- [Input data]

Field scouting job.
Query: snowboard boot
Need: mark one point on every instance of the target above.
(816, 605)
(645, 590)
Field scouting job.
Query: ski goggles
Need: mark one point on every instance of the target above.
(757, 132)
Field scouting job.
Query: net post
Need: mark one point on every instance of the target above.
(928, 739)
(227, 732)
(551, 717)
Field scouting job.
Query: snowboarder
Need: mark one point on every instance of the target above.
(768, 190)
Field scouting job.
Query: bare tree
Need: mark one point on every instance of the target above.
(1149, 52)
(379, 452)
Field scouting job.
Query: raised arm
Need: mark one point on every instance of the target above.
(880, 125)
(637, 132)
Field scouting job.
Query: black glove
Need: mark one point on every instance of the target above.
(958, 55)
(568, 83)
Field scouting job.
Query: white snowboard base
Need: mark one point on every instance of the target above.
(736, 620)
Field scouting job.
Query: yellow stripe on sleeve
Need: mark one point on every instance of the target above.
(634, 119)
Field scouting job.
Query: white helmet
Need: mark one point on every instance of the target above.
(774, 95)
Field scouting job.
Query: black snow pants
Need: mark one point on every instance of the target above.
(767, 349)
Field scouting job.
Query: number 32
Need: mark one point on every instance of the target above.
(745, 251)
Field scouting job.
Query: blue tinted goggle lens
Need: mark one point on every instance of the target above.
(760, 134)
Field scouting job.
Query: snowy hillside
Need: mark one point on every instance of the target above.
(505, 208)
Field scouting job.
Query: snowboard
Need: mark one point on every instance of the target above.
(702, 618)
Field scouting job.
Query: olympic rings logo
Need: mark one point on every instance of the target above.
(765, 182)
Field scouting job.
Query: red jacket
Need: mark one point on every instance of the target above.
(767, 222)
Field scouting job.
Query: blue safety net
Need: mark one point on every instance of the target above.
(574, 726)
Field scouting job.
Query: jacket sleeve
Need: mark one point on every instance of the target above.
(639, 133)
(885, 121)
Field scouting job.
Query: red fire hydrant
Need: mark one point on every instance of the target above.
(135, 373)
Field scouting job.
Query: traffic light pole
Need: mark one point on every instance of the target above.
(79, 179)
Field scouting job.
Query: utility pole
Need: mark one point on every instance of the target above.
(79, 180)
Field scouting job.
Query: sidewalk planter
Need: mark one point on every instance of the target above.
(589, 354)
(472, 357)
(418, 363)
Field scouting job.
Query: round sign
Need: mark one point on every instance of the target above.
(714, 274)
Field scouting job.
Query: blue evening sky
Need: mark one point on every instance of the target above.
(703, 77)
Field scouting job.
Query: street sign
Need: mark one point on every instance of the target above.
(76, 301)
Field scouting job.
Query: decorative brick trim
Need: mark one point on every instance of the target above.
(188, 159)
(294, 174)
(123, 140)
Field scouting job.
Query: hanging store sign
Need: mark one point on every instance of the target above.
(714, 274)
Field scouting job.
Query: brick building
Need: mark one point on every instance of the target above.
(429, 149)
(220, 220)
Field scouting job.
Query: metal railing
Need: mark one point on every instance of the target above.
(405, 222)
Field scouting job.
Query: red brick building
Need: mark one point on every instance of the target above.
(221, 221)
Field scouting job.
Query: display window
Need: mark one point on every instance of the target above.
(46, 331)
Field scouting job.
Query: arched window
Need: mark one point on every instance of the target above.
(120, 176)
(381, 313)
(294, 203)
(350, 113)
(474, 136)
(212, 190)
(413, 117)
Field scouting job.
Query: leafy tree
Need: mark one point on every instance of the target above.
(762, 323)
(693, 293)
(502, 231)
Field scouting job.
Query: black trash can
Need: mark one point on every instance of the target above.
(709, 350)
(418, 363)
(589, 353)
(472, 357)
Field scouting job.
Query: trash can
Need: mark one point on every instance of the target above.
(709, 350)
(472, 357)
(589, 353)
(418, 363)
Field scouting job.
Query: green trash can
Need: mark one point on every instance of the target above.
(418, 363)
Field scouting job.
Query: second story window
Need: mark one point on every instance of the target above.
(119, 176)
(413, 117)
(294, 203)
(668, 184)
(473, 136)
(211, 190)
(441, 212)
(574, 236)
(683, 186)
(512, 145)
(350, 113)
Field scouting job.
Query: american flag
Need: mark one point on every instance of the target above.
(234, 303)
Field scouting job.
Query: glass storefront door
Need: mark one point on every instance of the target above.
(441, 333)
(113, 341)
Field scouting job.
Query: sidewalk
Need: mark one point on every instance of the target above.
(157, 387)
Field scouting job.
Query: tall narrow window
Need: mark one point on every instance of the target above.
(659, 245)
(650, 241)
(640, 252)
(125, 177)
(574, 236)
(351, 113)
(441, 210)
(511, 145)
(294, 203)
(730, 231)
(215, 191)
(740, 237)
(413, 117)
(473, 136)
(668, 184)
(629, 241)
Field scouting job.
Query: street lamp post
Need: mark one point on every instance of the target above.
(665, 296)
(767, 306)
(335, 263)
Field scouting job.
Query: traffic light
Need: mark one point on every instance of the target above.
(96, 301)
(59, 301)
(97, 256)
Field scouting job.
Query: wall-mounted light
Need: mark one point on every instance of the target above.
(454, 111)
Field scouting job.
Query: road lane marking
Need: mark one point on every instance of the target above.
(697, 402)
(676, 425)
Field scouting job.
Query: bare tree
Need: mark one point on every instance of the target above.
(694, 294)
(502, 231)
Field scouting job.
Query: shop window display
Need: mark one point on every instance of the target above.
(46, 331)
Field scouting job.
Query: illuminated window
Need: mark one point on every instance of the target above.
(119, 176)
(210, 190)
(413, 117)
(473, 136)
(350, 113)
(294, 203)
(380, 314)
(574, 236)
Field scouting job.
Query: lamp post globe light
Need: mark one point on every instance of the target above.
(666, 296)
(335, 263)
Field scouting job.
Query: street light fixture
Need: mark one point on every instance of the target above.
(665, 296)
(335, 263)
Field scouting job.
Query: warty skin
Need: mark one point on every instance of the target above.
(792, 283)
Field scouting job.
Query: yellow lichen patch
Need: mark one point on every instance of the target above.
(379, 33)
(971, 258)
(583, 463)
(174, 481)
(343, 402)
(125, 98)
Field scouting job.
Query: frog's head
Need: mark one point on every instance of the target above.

- [What to produce]
Copy, from the material, each line that holds the string "jacket".

- [Result of this exercise]
Query: red jacket
Query: jacket sleeve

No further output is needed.